If you made me choose, I’d have to say it was the duck liver parfait. No, no, it was the chocolate cream. Or perhaps the lamb scrumpet.
Truth is, it was always hard to pin down my favourite dish at Farro when it was the destination restaurant on Gabrielskloof wine estate. But, as much as I love Alex Windebank’s cooking, 90 minutes was always a bit of a trek for lunch. So, sing hallelujah, foodies were delighted to hear that in October 2025, Farro packed up its country home to set up shop in a charming Victorian building in Gardens.
The Backstory
Windebank – and his wife, Eloise, who runs Farro front-of-house – honed their skills at Polpo in London, turning out upscale Venetian plates amid the buzz of Soho. When they relocated to Johannesburg and opened Farro, it became a cult destination in Illovo, as loved for its cocktails as its cuisine. And, the space was a vibe! Covid forced the restaurant to close, and a brief period in corporate life wasn’t to their taste, leading them to relaunch Farro at Gabriëlskloof wine estate in 2022. There, it developed into a popular destination restaurant, drawing regulars willing to travel to the Overberg.
But in October 2025, the couple returned Farro to its urban roots by opening in a cosy Victorian terrace in Gardens. And my, oh my, you should book.
The Vibe
In a word, sophisticated. Unlike the country-casual vibe of Gabrielskloof, their new city address is a place where you’ll want to dress up just a little. It’s an elegant space – art on the walls, fine linen on the tables – that expects a little more from diners. But there’s no formality here, thanks to Eloise’s consistently warm hospitality and efficient yet friendly staff.
It’s an intimate space too, with three rooms and only 26 seats. Through the front door is the cosy bar, where the window banquette is the ideal spot for a pre-dinner martini or negroni. The cocktail list is concise, but built on quality spirits.
Upstairs (no lift, so tricky for those with mobility issues) are two dining rooms, all with wooden floors, high ceilings, and Victorian charm.
The Food
Unlike the à la carte approach at Gabrielskloof, the menu at Farro is a focused five-course chef’s menu that starts with delicious focaccia and playful ‘snacks’: a seasonal tart, house pickles, and Windebank’s renowned savoury beignets.
What I loved most about each plate here is the considered simplicity of each dish, where flavour takes centre stage, and there are no unnecessary elements simply thrown in for show. Cappellacci (pasta) is all about the texture of the pasta against the flavours of pumpkin, sheep’s milk yoghurt, and wild garlic. A fillet of kabeljou swims on a tide of tartare cream. Delicious as it is, it’s really – as Elose admitted – just an excuse to eat the deliciously crispy pot roast potato alongside. The fillet of Karoo wagyu with green peppercorn sauce offers an elegant twist on a steakhouse favourite, while the dessert of tonka bean parfait will delight anyone who loved that chocolate cream.

+===+

→ **Task directions**: Pick up the review of Farro's move to Gardens and continue it from where it stops. The records have nothing to do with this.

Saved entries:
+===+

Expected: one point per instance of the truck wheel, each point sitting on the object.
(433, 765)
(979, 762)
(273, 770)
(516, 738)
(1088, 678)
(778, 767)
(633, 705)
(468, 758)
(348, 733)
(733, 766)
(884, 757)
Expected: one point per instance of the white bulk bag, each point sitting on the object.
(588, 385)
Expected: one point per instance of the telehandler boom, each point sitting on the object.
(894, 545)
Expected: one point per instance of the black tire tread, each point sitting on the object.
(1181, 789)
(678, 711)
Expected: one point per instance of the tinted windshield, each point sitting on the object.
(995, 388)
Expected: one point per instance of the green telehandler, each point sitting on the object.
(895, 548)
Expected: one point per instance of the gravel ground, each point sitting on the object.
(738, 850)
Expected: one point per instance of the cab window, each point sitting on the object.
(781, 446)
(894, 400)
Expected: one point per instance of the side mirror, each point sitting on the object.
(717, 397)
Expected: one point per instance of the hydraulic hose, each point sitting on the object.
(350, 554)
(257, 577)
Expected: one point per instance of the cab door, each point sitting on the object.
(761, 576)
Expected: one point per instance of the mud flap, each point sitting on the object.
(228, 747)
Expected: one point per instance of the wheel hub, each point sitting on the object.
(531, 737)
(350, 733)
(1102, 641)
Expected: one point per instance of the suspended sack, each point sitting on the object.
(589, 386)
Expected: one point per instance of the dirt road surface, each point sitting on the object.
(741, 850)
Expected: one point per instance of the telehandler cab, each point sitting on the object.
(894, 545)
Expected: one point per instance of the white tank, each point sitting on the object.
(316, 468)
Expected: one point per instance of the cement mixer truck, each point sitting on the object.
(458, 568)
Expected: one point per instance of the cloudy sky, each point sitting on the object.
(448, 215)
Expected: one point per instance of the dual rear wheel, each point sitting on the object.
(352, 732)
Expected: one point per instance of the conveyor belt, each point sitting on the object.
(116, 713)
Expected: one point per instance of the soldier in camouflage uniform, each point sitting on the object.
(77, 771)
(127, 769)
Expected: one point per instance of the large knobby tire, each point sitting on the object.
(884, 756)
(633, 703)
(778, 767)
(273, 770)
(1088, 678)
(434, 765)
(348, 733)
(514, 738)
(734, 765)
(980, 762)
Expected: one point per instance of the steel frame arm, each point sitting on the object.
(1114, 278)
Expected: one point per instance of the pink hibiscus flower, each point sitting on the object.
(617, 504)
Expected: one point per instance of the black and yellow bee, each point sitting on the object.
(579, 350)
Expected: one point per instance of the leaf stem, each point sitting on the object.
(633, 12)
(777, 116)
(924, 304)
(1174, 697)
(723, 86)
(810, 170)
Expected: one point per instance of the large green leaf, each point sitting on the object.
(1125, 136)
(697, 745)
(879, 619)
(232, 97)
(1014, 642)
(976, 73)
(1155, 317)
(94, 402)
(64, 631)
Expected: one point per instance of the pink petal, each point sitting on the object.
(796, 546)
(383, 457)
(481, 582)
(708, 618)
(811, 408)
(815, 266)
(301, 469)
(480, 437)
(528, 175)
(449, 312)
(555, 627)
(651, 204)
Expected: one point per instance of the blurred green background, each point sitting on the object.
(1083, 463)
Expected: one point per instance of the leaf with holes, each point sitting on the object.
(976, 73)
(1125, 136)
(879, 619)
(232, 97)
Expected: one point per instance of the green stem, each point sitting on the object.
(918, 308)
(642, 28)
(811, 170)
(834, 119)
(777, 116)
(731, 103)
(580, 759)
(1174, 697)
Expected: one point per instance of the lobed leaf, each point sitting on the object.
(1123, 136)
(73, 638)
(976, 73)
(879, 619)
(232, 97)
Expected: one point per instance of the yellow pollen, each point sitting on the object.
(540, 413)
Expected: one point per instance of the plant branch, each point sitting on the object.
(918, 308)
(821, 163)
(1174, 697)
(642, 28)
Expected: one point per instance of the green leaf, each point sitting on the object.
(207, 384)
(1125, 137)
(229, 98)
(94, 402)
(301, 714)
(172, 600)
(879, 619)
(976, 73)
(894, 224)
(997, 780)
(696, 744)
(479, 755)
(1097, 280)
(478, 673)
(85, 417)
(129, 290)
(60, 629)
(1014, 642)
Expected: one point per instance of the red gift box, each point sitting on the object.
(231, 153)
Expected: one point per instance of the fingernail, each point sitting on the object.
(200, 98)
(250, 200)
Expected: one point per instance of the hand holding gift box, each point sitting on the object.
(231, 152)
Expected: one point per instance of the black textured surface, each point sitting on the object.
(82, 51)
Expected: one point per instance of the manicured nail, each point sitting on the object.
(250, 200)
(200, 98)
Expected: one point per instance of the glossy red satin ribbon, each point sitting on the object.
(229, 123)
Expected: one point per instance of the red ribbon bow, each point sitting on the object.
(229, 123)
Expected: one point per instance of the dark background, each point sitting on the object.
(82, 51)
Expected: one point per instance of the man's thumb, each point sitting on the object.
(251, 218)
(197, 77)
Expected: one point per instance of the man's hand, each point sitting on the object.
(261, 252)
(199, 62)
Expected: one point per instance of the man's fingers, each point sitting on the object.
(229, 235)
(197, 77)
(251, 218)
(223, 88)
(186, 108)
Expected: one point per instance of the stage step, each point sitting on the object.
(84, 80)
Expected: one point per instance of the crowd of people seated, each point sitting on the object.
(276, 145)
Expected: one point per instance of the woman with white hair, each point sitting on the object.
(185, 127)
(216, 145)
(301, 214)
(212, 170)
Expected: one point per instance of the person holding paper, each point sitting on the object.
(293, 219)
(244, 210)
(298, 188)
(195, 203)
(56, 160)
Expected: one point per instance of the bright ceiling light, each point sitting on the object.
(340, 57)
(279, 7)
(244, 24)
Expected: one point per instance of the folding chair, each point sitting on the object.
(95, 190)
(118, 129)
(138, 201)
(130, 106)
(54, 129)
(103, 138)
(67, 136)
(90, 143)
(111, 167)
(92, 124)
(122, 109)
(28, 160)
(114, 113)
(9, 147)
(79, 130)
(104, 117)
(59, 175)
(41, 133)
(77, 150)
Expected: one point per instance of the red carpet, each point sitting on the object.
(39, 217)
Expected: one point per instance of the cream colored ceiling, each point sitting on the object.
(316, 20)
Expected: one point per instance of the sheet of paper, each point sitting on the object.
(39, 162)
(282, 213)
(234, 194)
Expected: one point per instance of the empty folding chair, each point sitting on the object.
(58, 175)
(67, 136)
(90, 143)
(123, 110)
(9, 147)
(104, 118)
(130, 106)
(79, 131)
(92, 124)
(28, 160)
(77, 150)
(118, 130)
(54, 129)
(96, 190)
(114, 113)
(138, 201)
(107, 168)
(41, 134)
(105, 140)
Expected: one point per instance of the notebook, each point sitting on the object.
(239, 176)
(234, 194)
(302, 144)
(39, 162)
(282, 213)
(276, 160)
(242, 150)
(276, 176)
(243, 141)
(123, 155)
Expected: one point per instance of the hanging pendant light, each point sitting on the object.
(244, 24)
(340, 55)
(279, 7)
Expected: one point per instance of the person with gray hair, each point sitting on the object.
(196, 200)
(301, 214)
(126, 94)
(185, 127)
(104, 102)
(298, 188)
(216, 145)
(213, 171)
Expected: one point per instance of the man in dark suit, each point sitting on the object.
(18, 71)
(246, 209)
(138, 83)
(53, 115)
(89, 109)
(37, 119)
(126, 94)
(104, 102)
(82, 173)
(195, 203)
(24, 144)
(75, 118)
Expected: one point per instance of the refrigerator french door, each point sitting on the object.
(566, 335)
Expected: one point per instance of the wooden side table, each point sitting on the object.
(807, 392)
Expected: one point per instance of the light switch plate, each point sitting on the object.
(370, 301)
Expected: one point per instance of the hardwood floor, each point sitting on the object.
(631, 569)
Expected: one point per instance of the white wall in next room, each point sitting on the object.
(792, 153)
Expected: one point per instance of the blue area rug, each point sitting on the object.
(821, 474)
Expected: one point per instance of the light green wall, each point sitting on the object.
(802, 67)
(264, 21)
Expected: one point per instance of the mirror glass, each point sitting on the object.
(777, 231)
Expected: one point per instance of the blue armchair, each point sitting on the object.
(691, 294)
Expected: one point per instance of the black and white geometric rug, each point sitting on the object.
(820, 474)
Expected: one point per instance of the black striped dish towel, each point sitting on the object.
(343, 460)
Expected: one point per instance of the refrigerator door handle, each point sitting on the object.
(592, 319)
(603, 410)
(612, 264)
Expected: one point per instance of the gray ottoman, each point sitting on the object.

+===+

→ **Written response**:
In sync with the more refined space, there’s an elevation to the plating and presentation here, while Windebank’s focus on flavour, flavour, flavour shines through in his plates of modern European cuisine.
Vegetarian and Pescatarian options are available, with advance notice, but they cannot cater to vegan or dairy-free guests.
The Drinks
Start with a cocktail or a glass of bubbles, if only to give yourself time to properly peruse the wine list. It’s a compact selection, but features a wonderfully diverse collection of labels and producers, many of which are almost impossible to find.
What’s more, it categorises wines by vibe rather than cultivar. If you’re after something 'Crushable', try the Verdelho from Lourens Family Wines. ‘Textured’ wines range from Rocking Horse to Age of Grace Viognier, while the Rall Red is justifiably described as 'Big, Bold and Beautiful’. Even better, all these options are available by the glass, so you can mix and match with each course. Need some assistance? Eloise is on hand and knows her stuff.
Why Go?
If you loved the Windebanks' approach to food and service at previous incarnations of Farro, you’ll feel right at home. If it’s your first taste, you’ll be delighted with the warm welcome and plates that offer refined dining without the foams and fuss too often used to justify the price of tasting menus.
Speaking of price... the five-course set menu at Farro costs R1000 per person. Add some wine and a few cocktails, and you’re looking at R3000 for dinner for two. So no, this isn't a cheap night out, but considering the quality of food, wine, and service, it’s money well spent. Looking for a date-night destination in Cape Town? You won’t find much better than Farro.
Time Out Tip
Of the two upstairs dining rooms, the rear space is slightly larger than the front, and can get loud when larger tables are booked. Great for a vibe, but the front room is better for romantic dinners.